## [Document]
★ ★ ★ ★ ★
Advertisement

Comments & Curiosities: Telling turkey trivia

Share

Thursday is Thanksgiving. You probably knew that. But how is that possible? I Googled Albert Einstein, Carl Sagan and Stephen Hawking, and not one of them said anything about time and space being compressed between Halloween and New Year’s. But I’m telling you it’s true.

As best as I can tell, there are about 28 days, more or less, between Halloween and New Year’s Day. Incredible.

Trick or treat, white meat please, ho, ho, ho; wow, look at that float; boom, over, sit down. That being the case — and with Thanksgiving just days away — let’s get to it. No time for the history of Thanksgiving this year. I say lets do T-Day trivia, which is loopy and that always gets my vote.

Advertisement

Turkey trivia is meaningless, but you can use it to impress your guests either during the eight hours it takes to make the dinner, the 25 minutes it takes to eat it or the two and a half hours afterward of lying around draped on the furniture like polar bears in the sun.

In fact, we may as well start there. The reason your guests are going down like redwoods within minutes after dinner is that turkey is full of an amino acid called tryptophan, which produces something called serotonin in your body, which works almost as well as Ambien only faster.

A turkey that is less than four months old is called a fryer but if it’s five to seven months old, it’s called a roaster. Who made up that rule? What does how old a turkey is have to do with roasting or frying? I don’t get it. Male turkeys are called gobblers or toms. Female turkeys are called Vivian. No, they’re not. I made that up. She turkeys are called hens.
★ ★ ★ ★ ★
## [Dataset section]
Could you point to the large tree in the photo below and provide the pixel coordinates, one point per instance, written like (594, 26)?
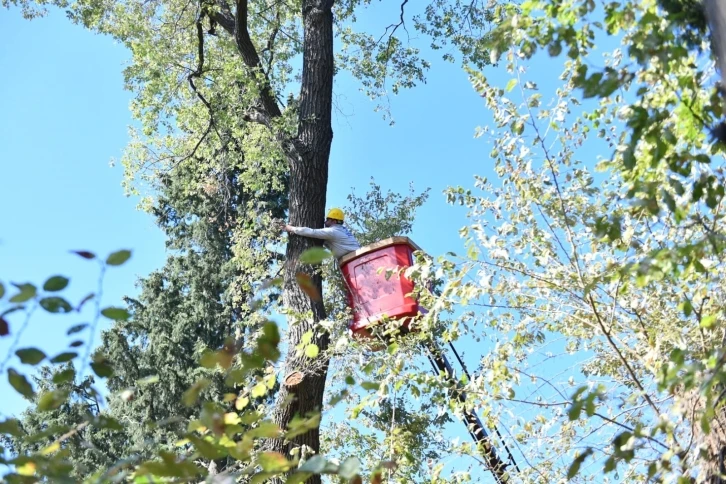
★ ★ ★ ★ ★
## [Required work]
Using the turkey trivia column, answer these:
(a) About how many days does the writer count between Halloween and New Year's Day?
(b) Which amino acid in turkey is named as the reason guests fall asleep after dinner?
(c) What is a turkey that is five to seven months old called?

## [Expected answer]
(a) About 28 days, more or less.
(b) Tryptophan.
(c) A roaster.